**What you are asked to do**
Continue the essay on study and the desire to learn, picking up after its final sentence.

==== Source extract ====

Study is Hard Work by William H. Armstrong.

Mastery of language may have been that ultimate factor without which Abraham Lincoln would have failed. For the self-taught man who once would have given all he owned and gone into debt for the gift of lyric utterance had touched the summits of eloquence. Yet this, like his other achievements, had not come by mere chance. Patient self-training, informed reflection, profound study of a few great works of English literature, esteem for the rhythmic beauty that may be coaxed from language, all these had endowed him with the faculty to write well and to speak well, so that at last, when profound emotions deep within him had felt the impulse of new-born nobility of purpose, they had welled forth--and would well forth once more---in imperishable words.

Benjamin P. Thomas, Abraham Lincoln, Alfred A. Knopf, Inc. 1950, p. 500.

You have been provided with advantages which Lincoln lacked, but these advantages are outward, physical advantages. It is only the inward advantage that will drive you to take the opportunities before you, and use them fully because the desire to learn will not let you rest. If you cannot find within the wide environs of your heart and soul the desire to learn, then you need not expect help from without. You are the only person who can awaken the desire. Without it you will gather bits of information here and there, but you will miss the greatest of all that life offers---knowledge and wisdom which lead us to the real purpose that God in His goodness has prepared for each of us "since the foundations of the world were laid." 

You must surely tremble at the very thought of the advantages for your life which are with you. In all that goes into the making of your life--play, work, Latin, history, economics, law, medicine, thoughts, plans, dreams--you are given the purpose of your success and failure in this turbulent, confused experience which we call life. "Be ye therefore perfect, even as your Father which is in Heaven is perfect." Matt. 5:48 

Your desire to learn must carry you beyond a pleasant life and a bountiful retirement, beyond some unknown second of time after your "three score and ten" when your desire to learn will prompt the question, "What next?" From yesterday forward your desire to learn will determine to what degree you fulfill the purposes of God for you.

==== Data supplied ====

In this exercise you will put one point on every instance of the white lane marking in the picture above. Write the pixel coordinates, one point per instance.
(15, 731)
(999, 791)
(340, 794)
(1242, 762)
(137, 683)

====

**Exercise result**
The desire to learn means that from within you must come the drive to bring to full working capacity all your abilities and talents. Your education began when you were born, and the Christian idea of education takes it to eternity "from strength to strength in the life of perfect service." "But what," you ask, "has all this to do with assignments in textbooks, listening in classrooms, preparing for examinations?" If you do not learn to master the disciplines now before you, you will learn with much greater difficulty later, or you will struggle with indifference, incompleteness, indecision, and instability for the rest of your life, and perhaps be overwhelmed. "So teach us to number our days, that we may apply our hearts unto wisdom." Psalms 90:12

The 3 basic reasons for education are 1) perception, 2) thought, and 3) communication. Perception is the means whereby we become acquainted with the world around us. Thought is the means whereby we weigh, separate, distill, evaluate, accept, or reject the impressions we have received by perception. Communication is the means whereby we receive the thoughts and gleanings of others, and by communication we all aspire, consciously, or subconsciously, to leave behind us something which "neither moth nor rust consumes and where thieves do not break in and steal." Matt. 6:20

The great enterprise is yours; the teacher is a minor partner in the enterprise. The teacher can open windows of vision and point to horizons beyond, but the horizons belong to you. The teacher is the guidepost for the journey, but the journey is yours. The teacher can light the lantern and put it in your hand, but you must walk into the dark.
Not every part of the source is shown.